## [ACTIONS TO TAKE]
1 – In the ISGSR2015 preface, who gave the 4th Wilson Tang Lecture?
2 – Name every ISSMGE Technical Committee that the ISGSR2015 preface says supported the symposium, with each committee's number and title.
## BEGIN DOCUMENT SECTION
This 5th ISGSR is even more special, because it is combined with the presentation of the results of the Dutch Geo-Impuls innovation program in the Netherlands. Geo-Impuls is a five year long, joint industry programme. It has been executed from 2010 to 2015 and aims to reduce geotechnical failure in construction and infrastructure projects substantially by 2015. Implementing Geo Risk Management (GeoRM) and the tools developed by the Working Groups in projects and organizations are the key objectives for reaching this ambitious goal. The Dutch geo-engineers and managers are truly honoured to present and discuss their results with the international geo-community during ISGSR2015.

Managing geotechnical safety and risk during and after completion of construction and infrastructure projects became over the years essential to satisfy the already high and ever growing expectations in our societies. Therefore, ISGSR2015 selected the following seven conference themes:

1. Geotechnical Risk Management and Risk Communication

2. Variability in Ground Conditions and Site Investigation

3. Reliability and Risk Analysis of Geotechnical Structures

4. Limit-state design in Geotechnical Engineering

5. Assessment and Management of Natural Hazards

6. Contractual and Legal Issues of Foundation and (Under)Ground Works

7. Case Studies, Monitoring and Observational Method

In total 139 peer reviewed and accepted papers from 31 countries are included in these proceedings. Each of these papers has been allocated to one of the conference themes. The proceedings contain also seven keynote lectures, of which the Wilson Tang Lecture is the most prestigious one. This lecture was inaugurated during the 2nd ISGSR in Gifu, Japan, for recognizing the valuable and remarkable contributions of the late Professor Wilson Tang. We are very honoured that Professor Kok Kwang Phoon of the National University of Singapore provided the 4th Wilson Tang Lecture during ISGSR2015, with the title “Is there anything better than load and resistance factor design for simplified geotechnical reliability-based design?”

This symposium has been well-supported by the following Technical Committees (TCs) of ISSMGE:

• TC304 Engineering Practice of Risk Assessment & Management

• TC205 Safety and Serviceability in Geotechnical Design

• TC212 Deep Foundations

• TC302 Forensic Geotechnical Engineering

Moreover, substantial financial contributions have been delivered by a considerable number of sponsors. The premium sponsors are Rijkswaterstaat of the Dutch Ministry of Infrastructure & Environment and the Municipality of the city of Rotterdam. The main sponsors are Deltares and Prorail. The regular sponsors are Antea Group, Arcadis, Crux, Fugro, Grontmij, Movares, Royal HaskoningDHV and Witteveen+Bos.
## END DOCUMENT SECTION
## BEGIN DATA PROVIDED
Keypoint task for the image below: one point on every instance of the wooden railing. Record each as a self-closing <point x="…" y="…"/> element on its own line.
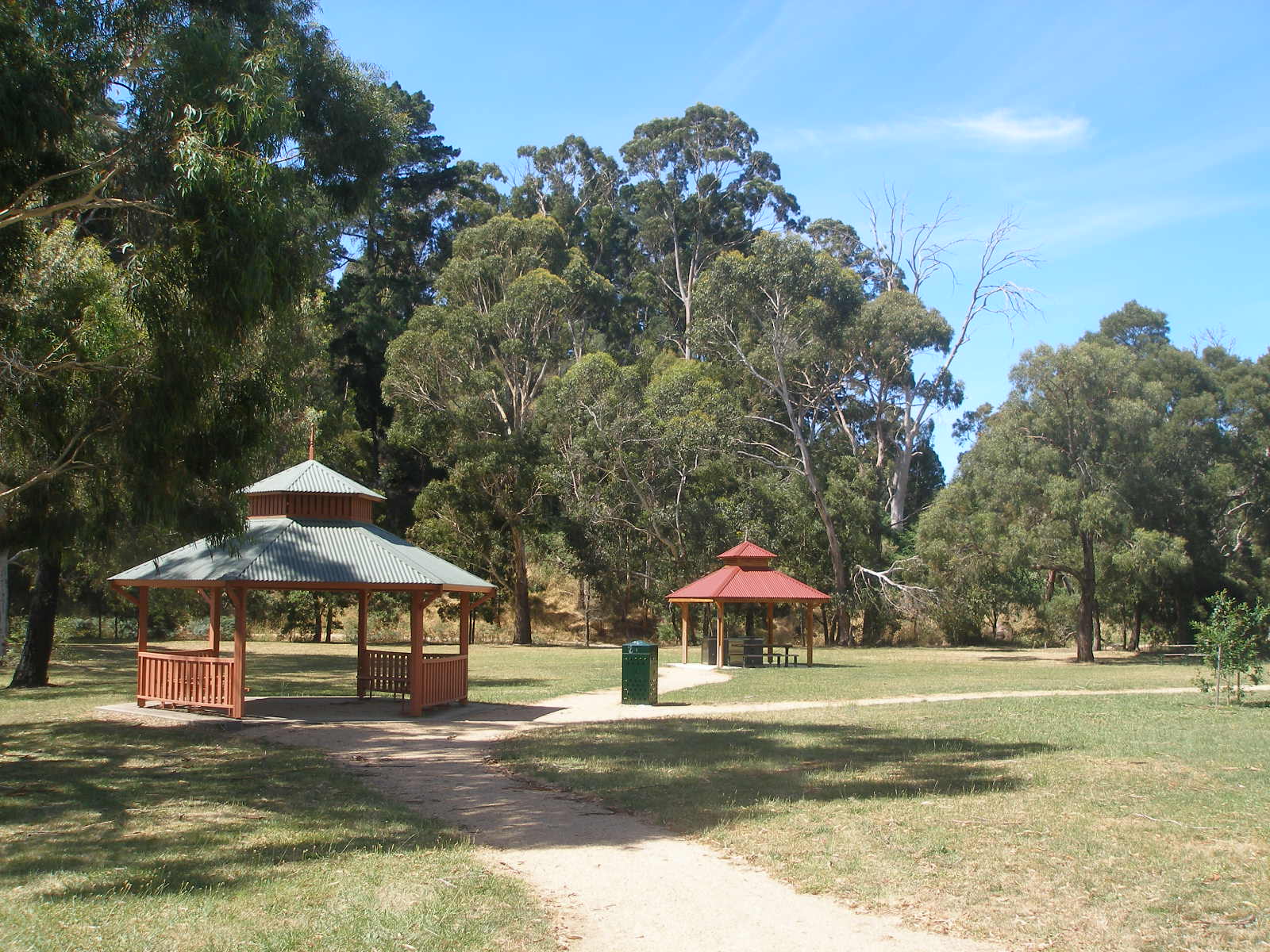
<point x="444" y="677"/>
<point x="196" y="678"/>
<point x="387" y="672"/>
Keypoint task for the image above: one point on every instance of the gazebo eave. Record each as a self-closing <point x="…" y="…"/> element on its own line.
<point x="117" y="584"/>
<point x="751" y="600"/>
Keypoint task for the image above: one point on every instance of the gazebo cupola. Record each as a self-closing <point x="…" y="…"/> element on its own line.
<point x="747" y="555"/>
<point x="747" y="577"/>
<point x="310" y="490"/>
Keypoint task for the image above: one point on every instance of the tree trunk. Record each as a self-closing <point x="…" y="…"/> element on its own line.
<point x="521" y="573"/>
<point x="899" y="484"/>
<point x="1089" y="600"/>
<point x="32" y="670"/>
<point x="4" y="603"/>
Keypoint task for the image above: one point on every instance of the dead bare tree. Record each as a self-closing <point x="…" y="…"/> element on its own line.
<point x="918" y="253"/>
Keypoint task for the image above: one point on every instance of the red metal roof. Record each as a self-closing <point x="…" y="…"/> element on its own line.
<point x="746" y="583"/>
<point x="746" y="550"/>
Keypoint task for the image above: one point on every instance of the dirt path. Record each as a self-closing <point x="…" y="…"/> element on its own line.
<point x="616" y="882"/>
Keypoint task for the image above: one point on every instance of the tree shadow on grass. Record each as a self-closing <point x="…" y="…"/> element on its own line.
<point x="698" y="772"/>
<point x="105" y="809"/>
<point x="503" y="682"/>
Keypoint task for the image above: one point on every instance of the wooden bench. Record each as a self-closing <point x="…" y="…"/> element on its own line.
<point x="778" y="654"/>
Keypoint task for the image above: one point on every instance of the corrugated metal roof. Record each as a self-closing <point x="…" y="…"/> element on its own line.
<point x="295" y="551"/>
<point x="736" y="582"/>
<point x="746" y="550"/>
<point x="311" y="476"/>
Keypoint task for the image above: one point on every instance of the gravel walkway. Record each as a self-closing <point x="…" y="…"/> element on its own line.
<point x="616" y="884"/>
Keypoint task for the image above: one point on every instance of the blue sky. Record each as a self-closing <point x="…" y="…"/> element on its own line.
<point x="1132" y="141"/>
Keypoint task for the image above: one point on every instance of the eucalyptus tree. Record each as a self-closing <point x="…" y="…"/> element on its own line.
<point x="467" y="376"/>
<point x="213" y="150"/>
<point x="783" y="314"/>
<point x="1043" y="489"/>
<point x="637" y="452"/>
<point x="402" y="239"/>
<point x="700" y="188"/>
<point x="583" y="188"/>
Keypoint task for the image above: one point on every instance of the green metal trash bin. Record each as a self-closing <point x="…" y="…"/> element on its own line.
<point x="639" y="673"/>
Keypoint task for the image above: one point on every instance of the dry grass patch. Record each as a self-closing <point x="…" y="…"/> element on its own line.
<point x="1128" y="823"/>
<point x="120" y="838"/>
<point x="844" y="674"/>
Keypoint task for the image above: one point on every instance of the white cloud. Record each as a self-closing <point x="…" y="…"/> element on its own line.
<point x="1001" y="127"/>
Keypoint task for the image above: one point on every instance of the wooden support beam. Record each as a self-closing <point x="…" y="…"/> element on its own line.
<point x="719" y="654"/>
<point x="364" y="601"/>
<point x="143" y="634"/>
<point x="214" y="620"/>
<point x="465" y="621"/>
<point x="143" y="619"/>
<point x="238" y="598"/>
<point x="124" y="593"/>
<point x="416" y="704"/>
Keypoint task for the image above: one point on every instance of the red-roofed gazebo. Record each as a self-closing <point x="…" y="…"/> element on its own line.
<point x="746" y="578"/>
## END DATA PROVIDED
## [THE RESPONSES]
1 – Professor Kok Kwang Phoon of the National University of Singapore gave it.

2 –
- TC304 Engineering Practice of Risk Assessment & Management
- TC205 Safety and Serviceability in Geotechnical Design
- TC212 Deep Foundations
- TC302 Forensic Geotechnical Engineering